Saved entries
-=-=-=-=-

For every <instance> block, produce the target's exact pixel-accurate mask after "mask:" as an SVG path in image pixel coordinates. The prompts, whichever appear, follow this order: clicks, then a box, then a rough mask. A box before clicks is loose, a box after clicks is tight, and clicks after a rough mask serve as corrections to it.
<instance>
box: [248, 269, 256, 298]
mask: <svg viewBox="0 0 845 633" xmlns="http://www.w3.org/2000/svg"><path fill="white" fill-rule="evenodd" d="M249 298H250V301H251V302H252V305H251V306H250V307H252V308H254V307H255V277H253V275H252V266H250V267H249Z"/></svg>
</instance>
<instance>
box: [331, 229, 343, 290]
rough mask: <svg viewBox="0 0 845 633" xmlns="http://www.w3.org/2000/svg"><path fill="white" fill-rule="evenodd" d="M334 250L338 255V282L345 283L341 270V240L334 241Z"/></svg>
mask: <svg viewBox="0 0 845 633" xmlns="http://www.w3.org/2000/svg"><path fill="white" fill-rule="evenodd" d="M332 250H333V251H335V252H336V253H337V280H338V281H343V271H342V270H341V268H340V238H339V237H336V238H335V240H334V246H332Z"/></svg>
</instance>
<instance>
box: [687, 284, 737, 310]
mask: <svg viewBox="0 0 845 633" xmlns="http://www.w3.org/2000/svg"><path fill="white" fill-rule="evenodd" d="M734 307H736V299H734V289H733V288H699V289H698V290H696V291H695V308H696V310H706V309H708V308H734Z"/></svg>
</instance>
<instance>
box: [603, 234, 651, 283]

-=-=-=-=-

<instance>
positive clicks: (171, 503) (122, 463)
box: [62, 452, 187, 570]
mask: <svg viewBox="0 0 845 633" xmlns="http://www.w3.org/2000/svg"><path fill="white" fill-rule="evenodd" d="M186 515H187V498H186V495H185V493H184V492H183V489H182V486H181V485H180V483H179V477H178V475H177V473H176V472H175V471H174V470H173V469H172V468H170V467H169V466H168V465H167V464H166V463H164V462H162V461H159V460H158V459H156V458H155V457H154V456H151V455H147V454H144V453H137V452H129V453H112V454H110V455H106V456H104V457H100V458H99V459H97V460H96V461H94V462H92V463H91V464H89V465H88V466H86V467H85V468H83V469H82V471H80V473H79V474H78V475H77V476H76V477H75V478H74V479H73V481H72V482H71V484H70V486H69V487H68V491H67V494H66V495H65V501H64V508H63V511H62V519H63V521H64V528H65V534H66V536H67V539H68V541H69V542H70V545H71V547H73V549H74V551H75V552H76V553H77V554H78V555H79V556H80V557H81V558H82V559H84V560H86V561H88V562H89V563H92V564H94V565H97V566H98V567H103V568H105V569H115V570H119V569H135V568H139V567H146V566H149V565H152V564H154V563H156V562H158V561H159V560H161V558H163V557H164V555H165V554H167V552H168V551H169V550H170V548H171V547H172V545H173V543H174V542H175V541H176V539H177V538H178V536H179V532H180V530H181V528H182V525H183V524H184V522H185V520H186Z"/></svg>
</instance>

-=-=-=-=-

_Directive_: Could you copy out, character for character, the part of the data above that opens with the line containing "For every <instance>" and closes with the line containing "box: [248, 269, 256, 298]"?

_Task answer_:
For every <instance> block, produce the target's exact pixel-accurate mask after "mask:" as an SVG path in image pixel coordinates. The prompts, whichever appear, follow this order: clicks, then a box, then a rough mask. A box before clicks is loose, a box after clicks is tight, and clicks after a rough mask serve as corrections to it.
<instance>
box: [248, 269, 256, 298]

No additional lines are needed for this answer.